SET TASK: Pick out each line of the records below that contains the string "yellow". Matching is case-sensitive.

(Outline entries for images)
((

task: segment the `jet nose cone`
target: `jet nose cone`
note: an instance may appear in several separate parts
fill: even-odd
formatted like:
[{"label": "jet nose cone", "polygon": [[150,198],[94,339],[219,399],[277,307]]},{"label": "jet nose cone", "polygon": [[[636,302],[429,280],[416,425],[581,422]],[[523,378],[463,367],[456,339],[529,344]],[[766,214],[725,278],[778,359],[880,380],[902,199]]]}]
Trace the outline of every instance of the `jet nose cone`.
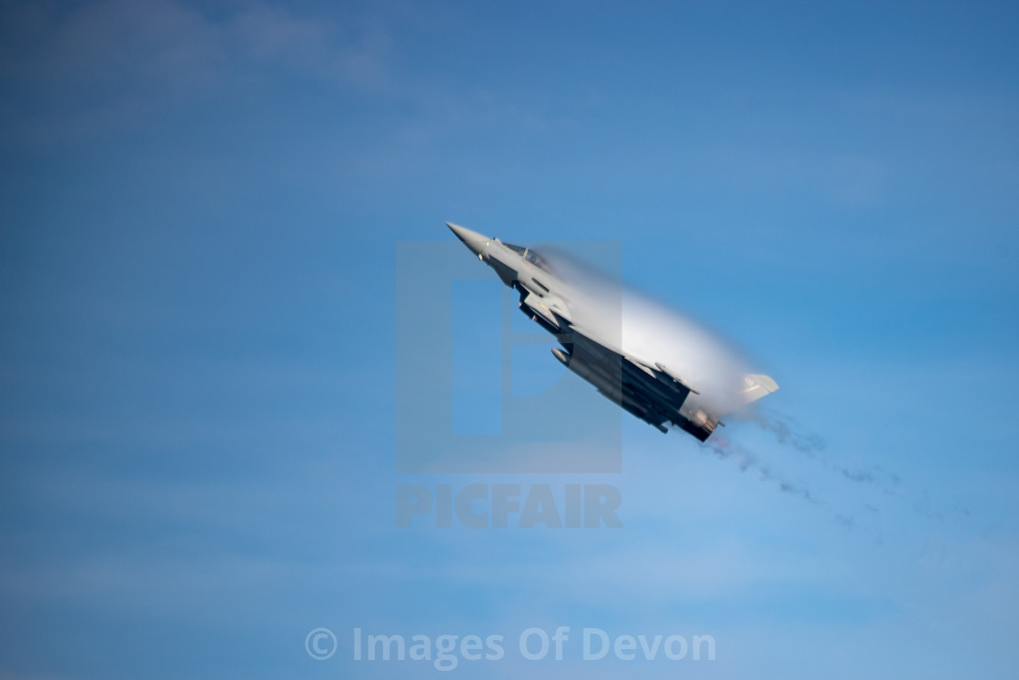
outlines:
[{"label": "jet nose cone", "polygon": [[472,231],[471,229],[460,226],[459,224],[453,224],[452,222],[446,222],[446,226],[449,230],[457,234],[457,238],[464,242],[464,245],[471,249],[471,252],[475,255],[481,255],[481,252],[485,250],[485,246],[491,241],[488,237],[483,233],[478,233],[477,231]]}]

))
((

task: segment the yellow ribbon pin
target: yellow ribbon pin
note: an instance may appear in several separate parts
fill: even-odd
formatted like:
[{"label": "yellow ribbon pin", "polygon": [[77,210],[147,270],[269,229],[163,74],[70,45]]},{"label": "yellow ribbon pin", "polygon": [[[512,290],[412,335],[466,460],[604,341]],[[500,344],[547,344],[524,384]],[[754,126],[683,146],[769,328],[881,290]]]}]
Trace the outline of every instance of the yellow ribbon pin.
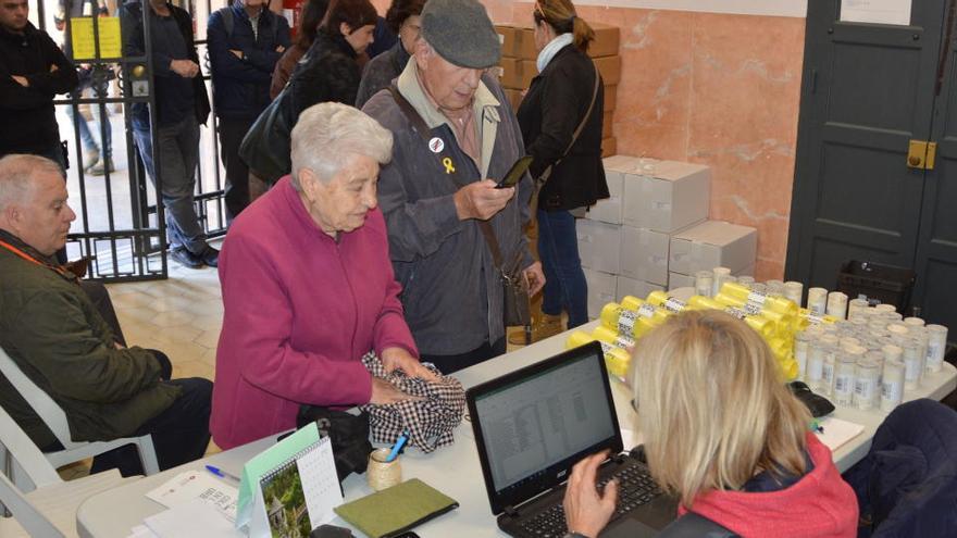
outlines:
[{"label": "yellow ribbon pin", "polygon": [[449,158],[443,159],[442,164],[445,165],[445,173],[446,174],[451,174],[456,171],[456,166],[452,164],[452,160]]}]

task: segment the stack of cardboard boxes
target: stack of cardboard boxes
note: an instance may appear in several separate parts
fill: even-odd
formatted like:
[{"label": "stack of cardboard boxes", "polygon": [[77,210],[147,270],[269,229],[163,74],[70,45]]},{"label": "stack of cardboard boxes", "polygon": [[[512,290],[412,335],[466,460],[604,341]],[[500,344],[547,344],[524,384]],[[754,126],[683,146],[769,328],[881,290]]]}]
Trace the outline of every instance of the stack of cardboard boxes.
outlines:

))

WRITTEN RESPONSE:
task: segment the yellow ribbon pin
target: yellow ribbon pin
[{"label": "yellow ribbon pin", "polygon": [[77,210],[147,270],[269,229],[163,74],[70,45]]},{"label": "yellow ribbon pin", "polygon": [[[512,290],[412,335],[466,460],[604,341]],[[500,344],[547,344],[524,384]],[[754,126],[683,146],[769,328],[881,290]]]}]
Trace the outline of every instance of the yellow ribbon pin.
[{"label": "yellow ribbon pin", "polygon": [[449,158],[443,159],[442,164],[445,165],[445,173],[446,174],[451,174],[456,171],[456,166],[452,164],[452,160]]}]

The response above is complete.